*** Task data Section Begins ***

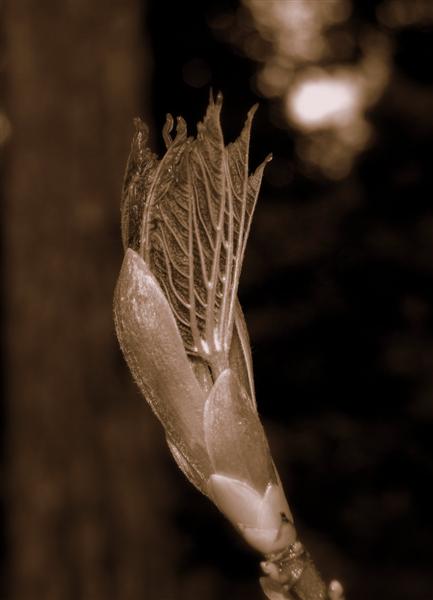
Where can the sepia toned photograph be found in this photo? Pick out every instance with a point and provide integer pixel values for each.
(217, 300)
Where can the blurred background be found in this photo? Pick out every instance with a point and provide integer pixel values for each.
(337, 291)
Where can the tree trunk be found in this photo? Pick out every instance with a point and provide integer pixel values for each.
(85, 497)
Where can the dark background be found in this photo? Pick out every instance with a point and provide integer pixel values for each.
(337, 293)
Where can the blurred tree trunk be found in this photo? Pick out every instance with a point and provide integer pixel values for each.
(85, 500)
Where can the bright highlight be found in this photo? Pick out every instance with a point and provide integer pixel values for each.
(324, 102)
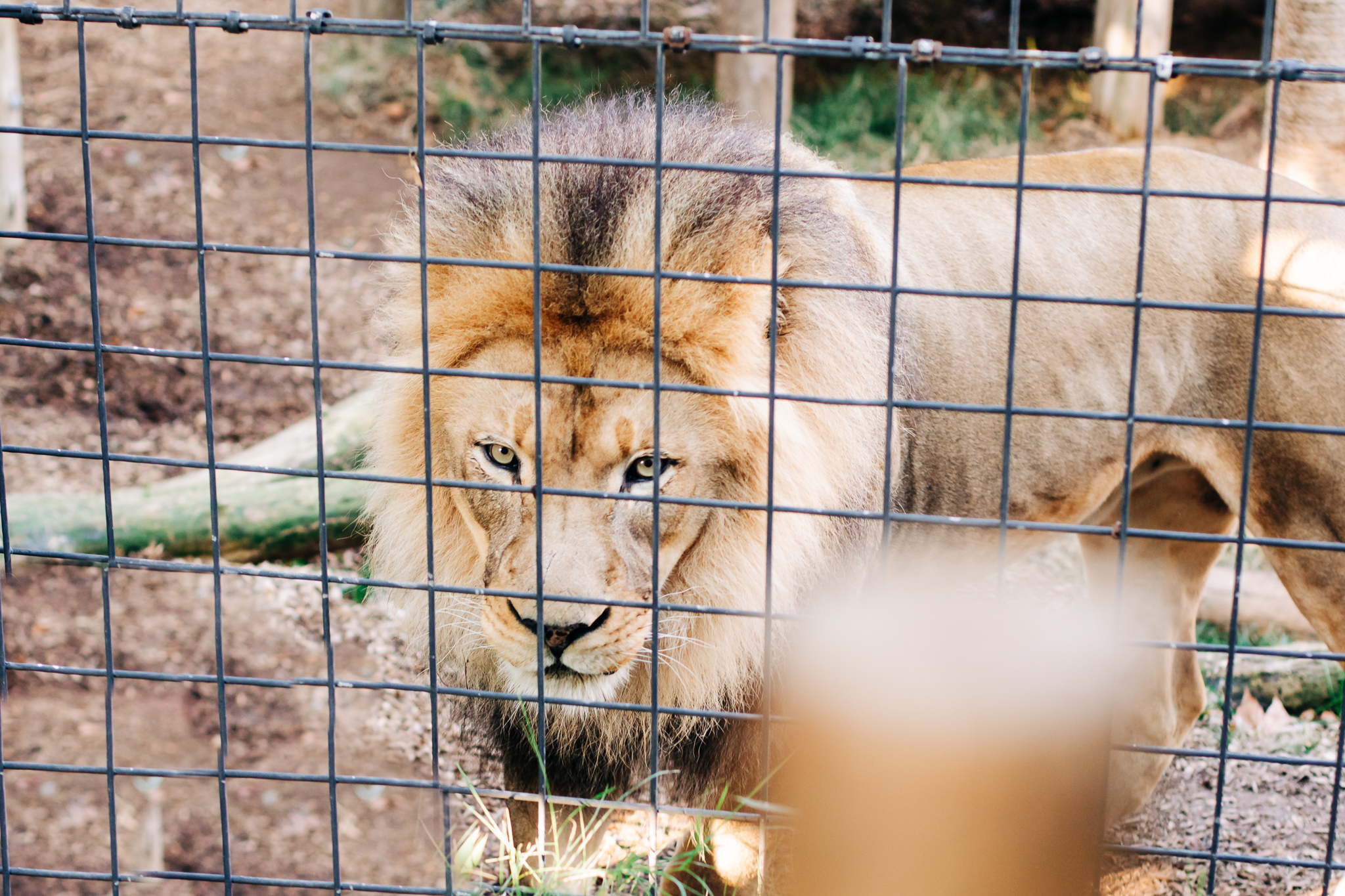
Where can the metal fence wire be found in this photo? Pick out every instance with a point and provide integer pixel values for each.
(887, 50)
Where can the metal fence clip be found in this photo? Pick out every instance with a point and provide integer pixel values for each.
(926, 50)
(1164, 68)
(1093, 58)
(234, 22)
(1292, 69)
(677, 38)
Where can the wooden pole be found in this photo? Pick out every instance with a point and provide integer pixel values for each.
(1121, 98)
(1310, 136)
(745, 81)
(14, 210)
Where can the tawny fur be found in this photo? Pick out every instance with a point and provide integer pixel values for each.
(834, 343)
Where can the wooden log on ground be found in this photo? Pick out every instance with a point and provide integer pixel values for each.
(263, 516)
(1300, 684)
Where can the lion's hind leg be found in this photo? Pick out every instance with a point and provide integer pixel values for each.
(1162, 689)
(1298, 492)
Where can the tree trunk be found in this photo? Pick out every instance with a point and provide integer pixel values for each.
(745, 81)
(1310, 136)
(1121, 98)
(263, 516)
(14, 214)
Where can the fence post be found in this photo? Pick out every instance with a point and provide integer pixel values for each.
(1310, 140)
(14, 210)
(745, 82)
(1119, 98)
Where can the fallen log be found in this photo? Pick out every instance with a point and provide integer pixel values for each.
(1300, 684)
(263, 516)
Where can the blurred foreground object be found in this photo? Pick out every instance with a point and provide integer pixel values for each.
(1121, 98)
(14, 214)
(966, 759)
(1310, 133)
(745, 81)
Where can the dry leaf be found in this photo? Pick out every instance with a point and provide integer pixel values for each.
(1277, 717)
(1248, 712)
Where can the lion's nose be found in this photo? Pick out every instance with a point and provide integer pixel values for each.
(562, 637)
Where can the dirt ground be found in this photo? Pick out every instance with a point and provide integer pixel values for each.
(252, 86)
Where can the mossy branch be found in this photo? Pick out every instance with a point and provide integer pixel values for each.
(263, 516)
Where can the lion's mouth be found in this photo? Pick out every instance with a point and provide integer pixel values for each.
(560, 671)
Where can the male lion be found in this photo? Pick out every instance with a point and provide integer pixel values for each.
(957, 247)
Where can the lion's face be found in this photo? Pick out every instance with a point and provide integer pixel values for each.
(598, 550)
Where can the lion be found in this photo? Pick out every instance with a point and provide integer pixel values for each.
(830, 344)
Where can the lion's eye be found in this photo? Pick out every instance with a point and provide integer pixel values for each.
(643, 469)
(502, 456)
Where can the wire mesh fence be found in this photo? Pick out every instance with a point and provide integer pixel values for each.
(887, 49)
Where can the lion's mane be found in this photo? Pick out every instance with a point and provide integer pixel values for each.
(831, 343)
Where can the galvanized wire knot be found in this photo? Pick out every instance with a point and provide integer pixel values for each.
(1093, 58)
(926, 50)
(234, 22)
(677, 38)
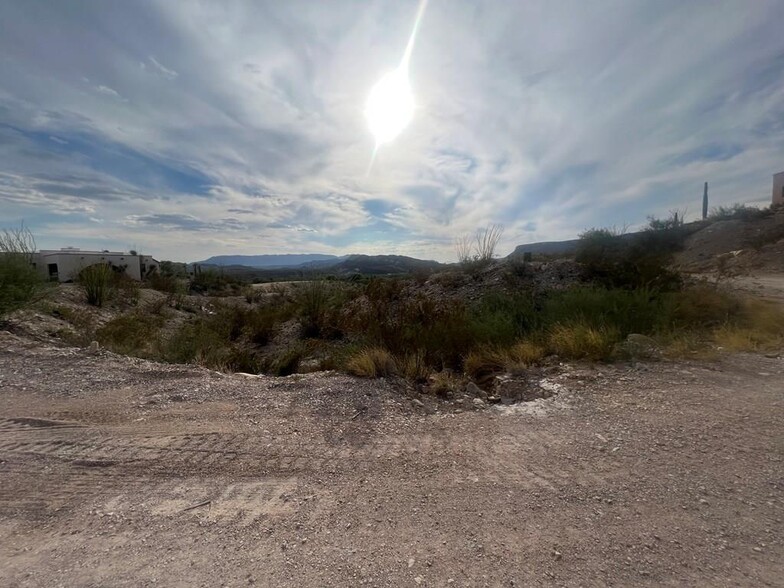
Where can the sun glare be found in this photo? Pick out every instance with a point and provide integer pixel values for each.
(390, 106)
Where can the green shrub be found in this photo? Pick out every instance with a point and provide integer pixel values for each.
(20, 283)
(630, 261)
(738, 212)
(582, 341)
(135, 333)
(97, 281)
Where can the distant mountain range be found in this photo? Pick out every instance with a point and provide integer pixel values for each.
(291, 265)
(271, 261)
(547, 248)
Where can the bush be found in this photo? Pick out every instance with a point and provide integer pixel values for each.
(318, 304)
(97, 281)
(134, 333)
(630, 261)
(525, 354)
(581, 341)
(738, 212)
(475, 253)
(373, 362)
(20, 283)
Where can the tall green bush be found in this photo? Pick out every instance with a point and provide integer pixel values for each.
(20, 283)
(97, 281)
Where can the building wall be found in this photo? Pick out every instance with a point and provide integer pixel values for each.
(778, 188)
(71, 262)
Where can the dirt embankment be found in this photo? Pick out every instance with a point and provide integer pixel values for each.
(123, 472)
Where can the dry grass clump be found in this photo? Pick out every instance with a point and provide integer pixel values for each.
(759, 327)
(526, 353)
(373, 362)
(445, 383)
(485, 362)
(581, 341)
(413, 366)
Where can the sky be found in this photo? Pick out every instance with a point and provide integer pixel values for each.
(193, 128)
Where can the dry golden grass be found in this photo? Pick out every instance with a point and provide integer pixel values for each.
(373, 362)
(760, 327)
(525, 353)
(579, 341)
(483, 363)
(413, 366)
(445, 383)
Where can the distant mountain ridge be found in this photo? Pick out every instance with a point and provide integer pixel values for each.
(271, 261)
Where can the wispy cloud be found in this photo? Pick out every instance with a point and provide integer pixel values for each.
(204, 128)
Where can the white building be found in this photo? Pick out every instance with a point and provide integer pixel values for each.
(65, 264)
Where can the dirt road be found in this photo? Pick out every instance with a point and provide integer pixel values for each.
(122, 472)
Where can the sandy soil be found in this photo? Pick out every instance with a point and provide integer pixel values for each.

*** Task data Section Ends ***

## Exercise brief
Could you retype the whole listing word for word, minus its pictures?

## Task response
Where can the sepia toned photograph be found in this photo? Pick out every instance with a point and provide integer pixel values for each.
(217, 300)
Where can the blurred background be found in this photo? Pick out every instance with a point and provide integer pixel values for each.
(337, 291)
Where can the tree trunk be found in this photo? Pick out every instance with a point and provide integer pixel values for each.
(85, 497)
Where can the dark background be found in this photo? Pick out every instance with a point and provide integer pixel values for each.
(337, 293)
Where can the blurred tree trunk be found in this photo? Pick out every instance with a point and provide integer pixel values for each.
(85, 500)
Where can the bright highlight be found in this photo? Pick out every instance with a point and provide integer pixel values for each.
(324, 102)
Where can the metal fence wire be found in this photo? Pick out every instance with a point and provide integer pixel values for each.
(887, 50)
Where can the metal fence clip be found in this photo? Pick out every instance with a point and provide integer pixel values for each.
(926, 50)
(1164, 68)
(1093, 58)
(234, 22)
(1292, 69)
(677, 38)
Where can the wooden pole be found in this photo? Pick out every instance with a point and provide integer pixel values for each.
(1121, 98)
(1310, 136)
(745, 81)
(14, 210)
Where can the tawny fur be found in this photo? Pick out every instance with a point and provide integer pixel values for each.
(834, 343)
Where can the wooden log on ground be found in this photo? Pick out every instance with a point and provide integer pixel values for each.
(263, 516)
(1300, 684)
Where can the lion's hind leg be found in this photo? Pick out every instance with a point and provide integer pixel values for each.
(1162, 689)
(1298, 492)
Where can the tree trunk be found in this photo? Pick out every instance with a point and provide integer pixel values for each.
(745, 81)
(1310, 136)
(1121, 98)
(263, 516)
(14, 214)
Where can the fence post be found in this photo? Pick out every instance with a point and provide integer pixel values for each.
(1310, 140)
(14, 210)
(745, 82)
(1119, 98)
Where can the fallen log be found in this photo? Pick out every instance with a point and provide integer pixel values for each.
(1300, 684)
(263, 516)
Where can the blurred foreground object be found in this photo? Pick out every instance with a point and provide integer pixel values for each.
(1121, 98)
(14, 214)
(966, 759)
(1310, 133)
(745, 81)
Where can the dry leaf be found in this photo? Pick out every instance with a point and provide integer pixel values for each.
(1277, 717)
(1248, 712)
Where can the lion's nose be found in this photo? Pick out every instance with a point and provide integer pixel values for each.
(562, 637)
Where can the dirt ground be found in this photo? Pick out every instance with a point and provide integer pixel values for each.
(252, 86)
Where can the mossy branch be found in this photo? Pick out every instance with a point and provide integer pixel values for each.
(263, 516)
Where can the lion's mouth be found in this photo? Pick out every instance with a point and provide integer pixel values for each.
(560, 671)
Where can the male lion be found in this photo? Pick out every instance with a point and provide integer pixel values for each.
(957, 247)
Where can the lion's face be found in this photo? Pick out every instance with a point and provide integer pixel values for each.
(598, 550)
Where can the lion be found in this photo? Pick out every instance with a point and provide integer pixel values for each.
(830, 344)
Where can the lion's eye be found in this photo? Pick out every instance with a point and provide integer pixel values for each.
(643, 469)
(502, 456)
Where can the wire mesh fence be found in this photo? Pick out every instance with a point and provide integer pixel values for each.
(887, 49)
Where can the lion's mane be found in this photo? Pick out every instance with a point and provide integer pixel values for each.
(831, 343)
Where can the galvanized wire knot be found in this photo? Pick out every instance with a point and provide integer pixel values for each.
(1093, 58)
(926, 50)
(234, 22)
(677, 38)
Where can the sun glare be found in this photo? Pick out every instance with a point and provide integer pixel values for each.
(390, 106)
Where can the green shrub be found in this photo? Pick out every instance with a point and provide integer pixel values for each.
(20, 283)
(630, 261)
(738, 212)
(582, 341)
(135, 333)
(97, 281)
Where can the distant mountain range be found in this photo? Pick out every instance with a point and provide integer pixel values for each.
(291, 265)
(271, 261)
(547, 248)
Where can the bush be found in this photo? Pick out every instance with a point and provide integer pixel values for each.
(318, 304)
(97, 281)
(134, 333)
(630, 261)
(525, 354)
(581, 341)
(738, 212)
(475, 253)
(373, 362)
(20, 283)
Where can the tall green bush be found in this photo? Pick out every instance with a point and provide integer pixel values for each.
(20, 283)
(97, 281)
Where can the building wall be found in this photo? Pick out every instance with a point and provide integer pixel values for each.
(778, 188)
(71, 262)
Where can the dirt embankment be found in this photo? Pick out every instance with a point and provide integer pixel values for each.
(123, 472)
Where can the dry grass clump be found in this photo? Pick out every instance with a point and provide integer pixel values for each.
(759, 327)
(526, 353)
(373, 362)
(445, 383)
(485, 362)
(581, 341)
(413, 366)
Where can the sky be found in this photo? Pick out every instance with a point and provide integer pixel values for each.
(193, 128)
Where can the dry golden grass be found in this photo? Pick out every instance with a point and provide integer pixel values for each.
(373, 362)
(760, 327)
(525, 353)
(579, 341)
(483, 363)
(413, 366)
(445, 383)
Where can the distant mountain ridge be found in this photo? Pick out every instance with a point and provide integer pixel values for each.
(271, 261)
Where can the wispy cloud be found in this photo? Pick out every instance with a point and provide integer pixel values for each.
(204, 128)
Where can the white building be found in this photo? Pick out every instance with a point and provide integer pixel values for each.
(65, 264)
Where can the dirt road be found in this photo? Pick out every instance with a point and provide integer pixel values for each.
(122, 472)
Where can the sandy soil be found in this photo? Pick out every instance with a point and provide integer pixel values for each.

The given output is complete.